_Entries from a dataset_
= = = = =

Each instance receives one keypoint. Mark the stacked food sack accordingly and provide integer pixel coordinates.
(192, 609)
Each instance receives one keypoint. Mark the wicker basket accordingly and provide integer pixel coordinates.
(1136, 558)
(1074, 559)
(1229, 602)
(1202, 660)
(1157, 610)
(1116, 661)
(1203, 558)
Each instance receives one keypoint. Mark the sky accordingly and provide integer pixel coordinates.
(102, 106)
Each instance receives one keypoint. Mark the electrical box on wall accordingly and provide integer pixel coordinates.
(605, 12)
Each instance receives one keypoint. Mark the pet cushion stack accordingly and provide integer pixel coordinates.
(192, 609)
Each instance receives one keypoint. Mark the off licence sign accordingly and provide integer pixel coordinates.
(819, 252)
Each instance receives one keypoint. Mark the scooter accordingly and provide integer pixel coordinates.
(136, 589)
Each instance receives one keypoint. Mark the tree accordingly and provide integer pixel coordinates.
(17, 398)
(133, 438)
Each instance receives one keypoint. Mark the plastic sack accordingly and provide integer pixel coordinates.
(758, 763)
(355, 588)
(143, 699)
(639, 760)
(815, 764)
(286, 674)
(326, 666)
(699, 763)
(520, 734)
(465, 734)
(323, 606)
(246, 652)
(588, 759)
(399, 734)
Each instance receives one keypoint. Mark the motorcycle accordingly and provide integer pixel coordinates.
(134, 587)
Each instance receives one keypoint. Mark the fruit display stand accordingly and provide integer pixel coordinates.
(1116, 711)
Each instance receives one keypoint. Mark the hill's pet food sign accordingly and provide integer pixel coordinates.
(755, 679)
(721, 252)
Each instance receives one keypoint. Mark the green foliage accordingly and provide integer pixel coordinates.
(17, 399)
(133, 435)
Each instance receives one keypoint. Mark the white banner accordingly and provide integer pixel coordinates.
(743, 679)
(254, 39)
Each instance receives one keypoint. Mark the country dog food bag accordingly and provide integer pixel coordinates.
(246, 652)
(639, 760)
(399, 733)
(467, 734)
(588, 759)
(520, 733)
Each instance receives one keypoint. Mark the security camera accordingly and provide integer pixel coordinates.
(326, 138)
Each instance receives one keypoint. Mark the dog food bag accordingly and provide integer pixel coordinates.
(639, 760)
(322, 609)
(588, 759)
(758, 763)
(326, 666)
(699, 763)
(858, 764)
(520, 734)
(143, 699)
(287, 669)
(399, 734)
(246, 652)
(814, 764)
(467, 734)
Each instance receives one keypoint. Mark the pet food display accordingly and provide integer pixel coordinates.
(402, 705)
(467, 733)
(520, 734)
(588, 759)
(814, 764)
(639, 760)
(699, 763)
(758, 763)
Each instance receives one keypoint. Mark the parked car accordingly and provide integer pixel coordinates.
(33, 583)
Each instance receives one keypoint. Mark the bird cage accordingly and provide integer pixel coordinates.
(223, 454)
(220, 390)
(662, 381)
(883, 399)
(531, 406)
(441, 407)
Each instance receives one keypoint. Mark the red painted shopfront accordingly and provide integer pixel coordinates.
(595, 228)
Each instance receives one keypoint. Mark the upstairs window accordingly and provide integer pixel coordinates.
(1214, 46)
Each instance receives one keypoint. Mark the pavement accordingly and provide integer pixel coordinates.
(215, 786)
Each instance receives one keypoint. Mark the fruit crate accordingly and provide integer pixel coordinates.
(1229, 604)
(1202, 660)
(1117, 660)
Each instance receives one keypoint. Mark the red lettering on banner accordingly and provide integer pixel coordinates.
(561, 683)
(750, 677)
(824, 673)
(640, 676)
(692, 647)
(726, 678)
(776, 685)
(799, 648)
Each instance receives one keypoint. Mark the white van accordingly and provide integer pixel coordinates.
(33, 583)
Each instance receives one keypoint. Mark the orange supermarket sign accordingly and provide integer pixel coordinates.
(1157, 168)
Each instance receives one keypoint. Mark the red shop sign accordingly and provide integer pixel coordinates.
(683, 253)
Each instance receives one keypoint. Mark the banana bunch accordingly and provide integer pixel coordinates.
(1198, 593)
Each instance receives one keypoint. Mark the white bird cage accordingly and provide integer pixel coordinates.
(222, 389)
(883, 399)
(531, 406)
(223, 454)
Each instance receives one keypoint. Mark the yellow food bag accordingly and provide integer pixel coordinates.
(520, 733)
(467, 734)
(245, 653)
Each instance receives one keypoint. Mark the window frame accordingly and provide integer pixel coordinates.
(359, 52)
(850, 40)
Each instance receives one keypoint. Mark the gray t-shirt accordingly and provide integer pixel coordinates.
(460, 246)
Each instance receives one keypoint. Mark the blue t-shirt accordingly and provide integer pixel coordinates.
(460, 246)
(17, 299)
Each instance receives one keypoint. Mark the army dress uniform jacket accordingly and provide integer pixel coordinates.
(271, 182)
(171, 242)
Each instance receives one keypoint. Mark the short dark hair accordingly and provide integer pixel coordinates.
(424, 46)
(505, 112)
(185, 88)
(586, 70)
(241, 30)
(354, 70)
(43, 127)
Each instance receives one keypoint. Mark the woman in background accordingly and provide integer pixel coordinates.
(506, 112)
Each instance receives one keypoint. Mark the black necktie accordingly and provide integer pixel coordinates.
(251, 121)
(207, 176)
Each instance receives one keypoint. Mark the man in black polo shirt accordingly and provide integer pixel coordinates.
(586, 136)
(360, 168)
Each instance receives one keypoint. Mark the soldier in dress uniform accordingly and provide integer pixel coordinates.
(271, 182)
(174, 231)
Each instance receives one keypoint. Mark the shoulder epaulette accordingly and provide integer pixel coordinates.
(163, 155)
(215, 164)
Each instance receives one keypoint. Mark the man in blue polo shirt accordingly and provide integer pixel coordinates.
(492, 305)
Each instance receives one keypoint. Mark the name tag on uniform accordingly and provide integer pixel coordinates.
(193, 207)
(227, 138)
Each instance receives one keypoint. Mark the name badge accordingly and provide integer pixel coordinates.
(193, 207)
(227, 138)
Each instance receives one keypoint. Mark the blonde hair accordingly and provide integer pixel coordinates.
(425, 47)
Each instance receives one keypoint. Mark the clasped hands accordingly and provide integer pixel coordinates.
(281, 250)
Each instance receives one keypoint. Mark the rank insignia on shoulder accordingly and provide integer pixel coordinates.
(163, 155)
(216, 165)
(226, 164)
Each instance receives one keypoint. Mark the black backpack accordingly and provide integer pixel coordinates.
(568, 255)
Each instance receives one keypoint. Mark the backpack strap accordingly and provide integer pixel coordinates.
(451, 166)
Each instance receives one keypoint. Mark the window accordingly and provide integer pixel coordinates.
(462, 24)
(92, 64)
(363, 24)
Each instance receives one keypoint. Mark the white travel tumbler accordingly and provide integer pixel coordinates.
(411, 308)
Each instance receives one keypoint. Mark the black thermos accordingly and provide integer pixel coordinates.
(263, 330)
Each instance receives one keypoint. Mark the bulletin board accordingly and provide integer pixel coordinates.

= = = = =

_Task to carry out_
Would you give the material above again, complete and exact?

_Task solution_
Each instance receives one keypoint. Mark the stacked food sack accordingly and provide integer pixel coordinates.
(192, 609)
Each instance receives one keypoint. Mark the wicker basket accordingly and provide integer pixel coordinates.
(1136, 558)
(1074, 559)
(1229, 602)
(1202, 660)
(1157, 610)
(1116, 661)
(1203, 558)
Each instance receives one keypoint. Mark the sky accordingly and provide integer pixel coordinates.
(102, 106)
Each instance receives one keypoint. Mark the electrical box on wall accordingly and provide integer pixel coordinates.
(605, 12)
Each instance receives one keypoint. Mark the pet cushion stack accordingly and provide integer pixel coordinates.
(192, 609)
Each instance receives one keypoint. Mark the off licence sign accordingly and provide integer pixel coordinates.
(819, 252)
Each instance receives one keypoint. Mark the scooter accordingly and provide integer pixel coordinates.
(136, 589)
Each instance receives one keypoint. Mark the tree accordingly and provide integer pixel coordinates.
(17, 398)
(133, 438)
Each instance receives one keypoint. Mark the plastic sack accordingly and provide integer pixel coordinates.
(758, 763)
(355, 588)
(143, 699)
(639, 760)
(815, 764)
(286, 674)
(326, 666)
(699, 763)
(520, 734)
(465, 734)
(323, 606)
(246, 652)
(588, 759)
(399, 734)
Each instance receives one keypoint. Mark the motorcycle accordingly and provide integer pixel coordinates.
(134, 587)
Each instance receives one keypoint. Mark the fruit display stand accordingly and provide integer pixel coordinates.
(1116, 711)
Each instance receives one keypoint. Mark the hill's pet food sign accordingly and provide integer pixel coordinates.
(755, 679)
(721, 252)
Each instance receives one keypoint. Mark the green foliage accordingly and provide integer pixel coordinates.
(17, 399)
(133, 435)
Each instance receives one keypoint. Mark the white banner accordingly and provide integer pixel coordinates.
(743, 679)
(254, 39)
Each instance receives one keypoint. Mark the country dog food bag accordingly and provide integer pixel coordinates.
(246, 652)
(639, 760)
(399, 733)
(467, 734)
(588, 759)
(520, 733)
Each instance receives one keypoint. Mark the security camera accordingly and provide integer pixel coordinates.
(326, 138)
Each instance receives one keypoint. Mark the dog food bag accordingly and provide integer pixel coordinates.
(639, 760)
(322, 609)
(588, 759)
(758, 763)
(326, 666)
(699, 763)
(858, 764)
(520, 734)
(143, 699)
(287, 669)
(399, 734)
(246, 652)
(814, 764)
(467, 734)
Each instance receives one keypoint. Mark the pet food display accordingly and provide integer pixel coordinates.
(402, 705)
(467, 733)
(520, 734)
(588, 759)
(814, 764)
(639, 760)
(699, 763)
(758, 763)
Each instance receives one keypoint. Mark the parked car accordingly and provide integer pixel coordinates.
(33, 583)
Each instance receives one keypoint. Mark the bird cage accordingly and provide integer pixel coordinates.
(223, 454)
(220, 390)
(662, 381)
(883, 399)
(531, 406)
(441, 407)
Each instance receives one keypoint. Mark the red painted shopfront accordingly and provide integer pixel coordinates.
(595, 228)
Each instance receives one keypoint. Mark the upstairs window accordingly and provide integer pixel coordinates.
(1214, 46)
Each instance receives one keypoint. Mark the pavement accordingly and provide integer pixel coordinates.
(215, 786)
Each instance receives one keypoint. Mark the fruit crate accordingly and provide integer pixel coordinates.
(1229, 604)
(1202, 660)
(1117, 660)
Each instance receives one keypoint. Mark the red lettering on banner accordingly and provide integer pixel coordinates.
(561, 683)
(750, 677)
(824, 673)
(640, 676)
(692, 647)
(726, 678)
(776, 685)
(799, 648)
Each instance receives one keypoint. Mark the white van accordingly and provide integer pixel coordinates.
(33, 583)
Each instance receives one keypoint. Mark the orange supermarket sign accordingly and provide integer pixel coordinates.
(1157, 168)
Each instance receives one keypoint. Mark the red shop sign accordingly and provide integer pixel coordinates.
(683, 253)
Each instance receives one keypoint. Mark the banana bunch accordingly and provide integer pixel coordinates.
(1198, 593)
Each instance receives one keypoint. Mark the white bird cage accordingly and provide integer pixel coordinates.
(222, 389)
(883, 399)
(531, 406)
(223, 454)
Each instance receives one keypoint. Mark the yellow food bag accordingly and provide integer pixel coordinates.
(520, 733)
(467, 734)
(245, 653)
Each instance receives one keypoint. Mark the window frame accordingly and provide integer pixel coordinates.
(359, 52)
(850, 40)
Each instance receives one keypoint. Mark the gray t-shirt accordingly and provide integer pixel coordinates.
(460, 246)
Each instance receives one keypoint. Mark the blue t-shirt accordingly and provide integer pixel coordinates.
(460, 246)
(17, 299)
Each instance receives one keypoint. Mark the army dress uniform jacket accordingly and provide integer pixel coordinates.
(271, 182)
(171, 242)
Each instance receives one keypoint. Mark the short dark hair accordingly and provide integer pixel coordinates.
(424, 46)
(505, 112)
(185, 88)
(586, 70)
(241, 30)
(354, 70)
(43, 127)
Each instance receives one keypoint. Mark the woman in background accordingly and provide integer pixel coordinates.
(506, 112)
Each instance receives one keypoint. Mark the black necktie accordingly and provide integer pixel coordinates.
(251, 121)
(207, 176)
Each instance receives one keypoint. Mark the man in black polo shirt accordingly and provide integer pixel coordinates.
(586, 136)
(360, 168)
Each instance receives one keypoint. Mark the soldier in dress uniform accordingly and provide integer pixel coordinates.
(271, 182)
(174, 231)
Each instance receives one keypoint. Mark the shoulder epaulette accordingly and provide integer pixel coordinates.
(163, 155)
(215, 164)
Each instance receives one keypoint. Mark the man in blue polo shirt accordingly and provide integer pixel coordinates.
(492, 305)
Each instance receives one keypoint. Mark the name tag on uniform accordingly and provide integer pixel coordinates.
(193, 207)
(227, 138)
Each instance receives one keypoint. Mark the name badge accordingly and provide integer pixel coordinates.
(193, 207)
(227, 138)
Each instance receives one keypoint. Mark the blonde hair accordingly and provide integer pixel coordinates.
(425, 47)
Each instance receives one keypoint. Mark the clasped hands accordingly and provide integer pixel coordinates.
(281, 250)
Each instance receives one keypoint. Mark the rank insignia on shoulder accordingly and provide integer pixel coordinates.
(163, 155)
(216, 165)
(226, 164)
Each instance receives one keypoint. Mark the black backpack accordingly and provide integer pixel coordinates.
(568, 255)
Each instance receives one keypoint. Mark the backpack strap accordingly and provide integer pixel coordinates.
(451, 166)
Each instance receives one keypoint. Mark the window accordingly and provide integer pixel coordinates.
(462, 24)
(92, 64)
(363, 24)
Each instance receives one keypoint. Mark the white travel tumbler accordingly and provide integer pixel coordinates.
(411, 308)
Each instance receives one keypoint. Mark the black thermos accordingly and provide integer pixel coordinates.
(263, 330)
Each instance receives one keypoint. Mark the bulletin board accordingly and provide integer pixel coordinates.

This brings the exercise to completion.